◆ What this task involves
Quote the part of the entries below that opens with the line containing "Please spot the girl's bare" and runs to the end of the entries, both ends included.

◆ Record excerpts
□ □ □ □ □
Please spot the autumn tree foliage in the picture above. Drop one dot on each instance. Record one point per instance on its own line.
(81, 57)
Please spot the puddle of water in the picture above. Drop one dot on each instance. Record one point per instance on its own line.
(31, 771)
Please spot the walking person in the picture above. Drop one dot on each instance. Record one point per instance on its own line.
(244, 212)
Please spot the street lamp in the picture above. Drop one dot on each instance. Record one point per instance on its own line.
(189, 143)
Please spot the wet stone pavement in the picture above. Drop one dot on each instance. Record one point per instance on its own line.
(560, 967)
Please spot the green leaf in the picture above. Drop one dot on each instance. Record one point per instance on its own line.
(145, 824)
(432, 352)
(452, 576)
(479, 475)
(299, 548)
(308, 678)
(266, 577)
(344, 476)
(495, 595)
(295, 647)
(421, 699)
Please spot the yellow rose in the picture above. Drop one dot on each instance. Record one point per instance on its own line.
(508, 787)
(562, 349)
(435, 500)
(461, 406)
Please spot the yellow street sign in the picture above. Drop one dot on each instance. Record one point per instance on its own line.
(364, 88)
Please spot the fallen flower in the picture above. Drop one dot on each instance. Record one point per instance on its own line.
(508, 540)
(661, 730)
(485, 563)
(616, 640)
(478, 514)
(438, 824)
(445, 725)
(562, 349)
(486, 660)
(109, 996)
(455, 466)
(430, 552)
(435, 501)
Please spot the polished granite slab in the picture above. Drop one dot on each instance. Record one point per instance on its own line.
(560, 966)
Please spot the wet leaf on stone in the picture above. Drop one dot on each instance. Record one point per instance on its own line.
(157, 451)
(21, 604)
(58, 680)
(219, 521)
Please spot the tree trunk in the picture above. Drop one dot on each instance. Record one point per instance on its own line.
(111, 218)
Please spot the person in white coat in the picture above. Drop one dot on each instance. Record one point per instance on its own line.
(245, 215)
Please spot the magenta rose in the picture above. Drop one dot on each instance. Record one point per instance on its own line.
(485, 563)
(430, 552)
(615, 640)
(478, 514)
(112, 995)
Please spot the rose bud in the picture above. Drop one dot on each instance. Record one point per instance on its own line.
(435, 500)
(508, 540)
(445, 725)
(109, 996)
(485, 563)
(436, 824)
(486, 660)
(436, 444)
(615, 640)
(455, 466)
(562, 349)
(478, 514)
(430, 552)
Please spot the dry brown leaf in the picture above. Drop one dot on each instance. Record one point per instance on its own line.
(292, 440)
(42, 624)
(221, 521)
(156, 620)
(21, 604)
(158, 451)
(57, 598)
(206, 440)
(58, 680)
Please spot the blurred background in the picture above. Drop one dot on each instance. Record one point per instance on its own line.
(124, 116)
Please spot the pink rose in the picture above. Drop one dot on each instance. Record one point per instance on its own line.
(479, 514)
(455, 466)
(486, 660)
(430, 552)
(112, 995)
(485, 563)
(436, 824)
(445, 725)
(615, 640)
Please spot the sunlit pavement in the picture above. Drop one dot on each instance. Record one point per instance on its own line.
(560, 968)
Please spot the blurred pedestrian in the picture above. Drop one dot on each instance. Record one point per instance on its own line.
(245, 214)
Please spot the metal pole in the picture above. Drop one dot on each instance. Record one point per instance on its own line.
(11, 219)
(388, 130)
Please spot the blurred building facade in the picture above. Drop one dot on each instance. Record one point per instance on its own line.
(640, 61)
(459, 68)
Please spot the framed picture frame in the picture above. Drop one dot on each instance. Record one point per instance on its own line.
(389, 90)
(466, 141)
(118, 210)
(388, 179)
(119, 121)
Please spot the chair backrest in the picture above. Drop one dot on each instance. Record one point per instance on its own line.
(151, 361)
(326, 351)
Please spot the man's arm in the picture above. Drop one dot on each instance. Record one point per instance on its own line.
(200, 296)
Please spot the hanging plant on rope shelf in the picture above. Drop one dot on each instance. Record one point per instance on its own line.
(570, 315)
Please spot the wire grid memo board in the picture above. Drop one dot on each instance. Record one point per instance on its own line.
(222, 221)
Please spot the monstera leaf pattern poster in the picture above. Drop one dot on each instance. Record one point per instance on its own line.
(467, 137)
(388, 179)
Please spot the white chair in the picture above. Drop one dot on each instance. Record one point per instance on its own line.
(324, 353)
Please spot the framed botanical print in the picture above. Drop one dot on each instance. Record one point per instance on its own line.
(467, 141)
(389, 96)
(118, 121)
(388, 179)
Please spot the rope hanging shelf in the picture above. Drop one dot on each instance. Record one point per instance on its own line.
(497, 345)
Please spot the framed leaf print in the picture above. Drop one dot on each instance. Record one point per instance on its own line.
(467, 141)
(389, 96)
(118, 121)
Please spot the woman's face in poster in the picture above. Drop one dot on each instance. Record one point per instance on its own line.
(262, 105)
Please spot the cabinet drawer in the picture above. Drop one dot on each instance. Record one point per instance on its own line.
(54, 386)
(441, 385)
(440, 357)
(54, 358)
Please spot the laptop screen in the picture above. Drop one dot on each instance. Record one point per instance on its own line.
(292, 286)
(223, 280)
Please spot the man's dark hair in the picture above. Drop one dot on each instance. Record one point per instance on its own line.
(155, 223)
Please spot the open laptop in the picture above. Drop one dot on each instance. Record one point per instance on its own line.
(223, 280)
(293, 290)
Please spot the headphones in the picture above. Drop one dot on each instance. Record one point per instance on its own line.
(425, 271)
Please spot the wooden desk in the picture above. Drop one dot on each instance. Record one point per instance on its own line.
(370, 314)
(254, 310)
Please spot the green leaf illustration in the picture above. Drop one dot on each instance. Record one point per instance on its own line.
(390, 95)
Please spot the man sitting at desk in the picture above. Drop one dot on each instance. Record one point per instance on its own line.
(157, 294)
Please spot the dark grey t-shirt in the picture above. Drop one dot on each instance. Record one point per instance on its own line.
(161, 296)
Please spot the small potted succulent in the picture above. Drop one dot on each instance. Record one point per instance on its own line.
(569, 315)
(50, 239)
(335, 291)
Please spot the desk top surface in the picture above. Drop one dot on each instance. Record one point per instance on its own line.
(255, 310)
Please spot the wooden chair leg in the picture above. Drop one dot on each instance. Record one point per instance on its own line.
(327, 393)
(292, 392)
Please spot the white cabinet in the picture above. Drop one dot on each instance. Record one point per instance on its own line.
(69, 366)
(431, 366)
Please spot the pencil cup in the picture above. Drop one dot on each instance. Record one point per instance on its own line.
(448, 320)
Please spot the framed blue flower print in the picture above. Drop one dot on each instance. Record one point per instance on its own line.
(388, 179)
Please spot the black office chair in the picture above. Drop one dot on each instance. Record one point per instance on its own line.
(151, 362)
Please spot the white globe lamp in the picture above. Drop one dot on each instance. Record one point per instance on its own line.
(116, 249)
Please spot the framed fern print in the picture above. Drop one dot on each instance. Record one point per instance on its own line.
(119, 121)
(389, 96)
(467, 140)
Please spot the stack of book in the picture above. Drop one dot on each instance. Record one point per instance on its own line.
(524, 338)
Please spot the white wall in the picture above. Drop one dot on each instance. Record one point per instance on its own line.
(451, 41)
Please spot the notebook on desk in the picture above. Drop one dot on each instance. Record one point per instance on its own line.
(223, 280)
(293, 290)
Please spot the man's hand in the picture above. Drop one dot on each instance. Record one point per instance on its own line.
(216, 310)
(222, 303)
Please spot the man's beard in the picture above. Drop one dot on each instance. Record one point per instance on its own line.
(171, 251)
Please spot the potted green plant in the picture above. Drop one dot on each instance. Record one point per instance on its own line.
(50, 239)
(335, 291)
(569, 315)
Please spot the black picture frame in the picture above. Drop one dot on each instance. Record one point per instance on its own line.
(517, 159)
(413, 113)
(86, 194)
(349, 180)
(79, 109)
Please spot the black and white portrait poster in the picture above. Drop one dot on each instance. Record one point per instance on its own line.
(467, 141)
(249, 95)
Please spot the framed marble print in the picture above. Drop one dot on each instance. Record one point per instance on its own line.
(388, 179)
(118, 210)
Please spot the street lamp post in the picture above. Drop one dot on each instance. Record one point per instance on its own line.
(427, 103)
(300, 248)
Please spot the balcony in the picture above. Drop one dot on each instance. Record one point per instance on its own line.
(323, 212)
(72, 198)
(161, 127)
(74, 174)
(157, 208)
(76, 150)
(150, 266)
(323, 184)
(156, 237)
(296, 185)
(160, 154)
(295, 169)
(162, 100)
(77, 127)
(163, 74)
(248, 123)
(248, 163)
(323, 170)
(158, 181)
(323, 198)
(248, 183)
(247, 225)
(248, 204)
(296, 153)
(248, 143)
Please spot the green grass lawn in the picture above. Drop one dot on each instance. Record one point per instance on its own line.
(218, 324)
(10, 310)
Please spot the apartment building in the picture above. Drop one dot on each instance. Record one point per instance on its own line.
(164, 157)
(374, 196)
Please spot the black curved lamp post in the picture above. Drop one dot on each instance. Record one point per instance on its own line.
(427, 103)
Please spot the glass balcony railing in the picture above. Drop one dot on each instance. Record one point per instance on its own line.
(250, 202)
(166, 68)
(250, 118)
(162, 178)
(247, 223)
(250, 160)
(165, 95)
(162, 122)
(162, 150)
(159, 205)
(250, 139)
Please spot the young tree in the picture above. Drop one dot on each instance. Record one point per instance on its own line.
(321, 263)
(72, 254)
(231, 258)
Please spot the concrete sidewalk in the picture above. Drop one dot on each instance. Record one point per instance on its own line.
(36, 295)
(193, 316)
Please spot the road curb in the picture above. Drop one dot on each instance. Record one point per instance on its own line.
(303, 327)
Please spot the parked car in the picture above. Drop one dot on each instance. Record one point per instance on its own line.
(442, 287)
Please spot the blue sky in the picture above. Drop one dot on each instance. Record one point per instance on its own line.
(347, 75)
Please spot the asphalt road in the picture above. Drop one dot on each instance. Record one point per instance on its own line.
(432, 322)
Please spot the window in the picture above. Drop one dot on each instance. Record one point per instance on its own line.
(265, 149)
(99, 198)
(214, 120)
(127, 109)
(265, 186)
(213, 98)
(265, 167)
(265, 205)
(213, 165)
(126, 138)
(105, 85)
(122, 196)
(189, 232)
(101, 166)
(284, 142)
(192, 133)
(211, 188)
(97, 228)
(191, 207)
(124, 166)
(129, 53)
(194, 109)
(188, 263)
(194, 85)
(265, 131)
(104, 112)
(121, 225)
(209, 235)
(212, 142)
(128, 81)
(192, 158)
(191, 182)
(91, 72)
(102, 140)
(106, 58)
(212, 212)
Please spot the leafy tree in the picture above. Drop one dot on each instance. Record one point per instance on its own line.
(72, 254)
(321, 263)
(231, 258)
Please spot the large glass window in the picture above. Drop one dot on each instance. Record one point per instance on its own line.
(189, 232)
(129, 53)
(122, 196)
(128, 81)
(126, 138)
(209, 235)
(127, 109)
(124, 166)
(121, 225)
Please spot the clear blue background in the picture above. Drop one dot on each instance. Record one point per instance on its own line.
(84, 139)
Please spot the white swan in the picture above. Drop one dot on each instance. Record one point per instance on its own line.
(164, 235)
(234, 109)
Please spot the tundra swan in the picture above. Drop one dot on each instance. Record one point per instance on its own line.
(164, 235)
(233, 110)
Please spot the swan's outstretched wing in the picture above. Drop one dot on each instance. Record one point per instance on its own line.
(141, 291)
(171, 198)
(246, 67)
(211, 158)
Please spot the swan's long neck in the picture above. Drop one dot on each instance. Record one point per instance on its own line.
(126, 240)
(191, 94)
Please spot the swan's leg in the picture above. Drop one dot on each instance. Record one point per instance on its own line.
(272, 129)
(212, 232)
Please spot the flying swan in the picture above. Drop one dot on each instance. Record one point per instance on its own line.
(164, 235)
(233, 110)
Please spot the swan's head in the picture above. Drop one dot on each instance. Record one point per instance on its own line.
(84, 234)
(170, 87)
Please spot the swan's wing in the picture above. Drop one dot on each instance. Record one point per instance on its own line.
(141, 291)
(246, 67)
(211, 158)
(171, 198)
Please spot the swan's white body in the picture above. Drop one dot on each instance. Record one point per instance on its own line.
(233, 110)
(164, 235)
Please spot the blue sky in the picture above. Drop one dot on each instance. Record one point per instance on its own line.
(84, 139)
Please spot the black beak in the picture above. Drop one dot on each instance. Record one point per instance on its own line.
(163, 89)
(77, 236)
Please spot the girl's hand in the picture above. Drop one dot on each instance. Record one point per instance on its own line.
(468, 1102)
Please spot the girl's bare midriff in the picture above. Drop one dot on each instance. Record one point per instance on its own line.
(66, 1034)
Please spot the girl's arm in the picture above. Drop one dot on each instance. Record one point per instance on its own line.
□ □ □ □ □
◆ Problem solution
Please spot the girl's bare midriff in the picture above. Drop one dot on each instance. Record one point per instance on its own line.
(66, 1034)
Please spot the girl's arm in the picture above. Drop one dot on each instance. Record one point per instance on its own line.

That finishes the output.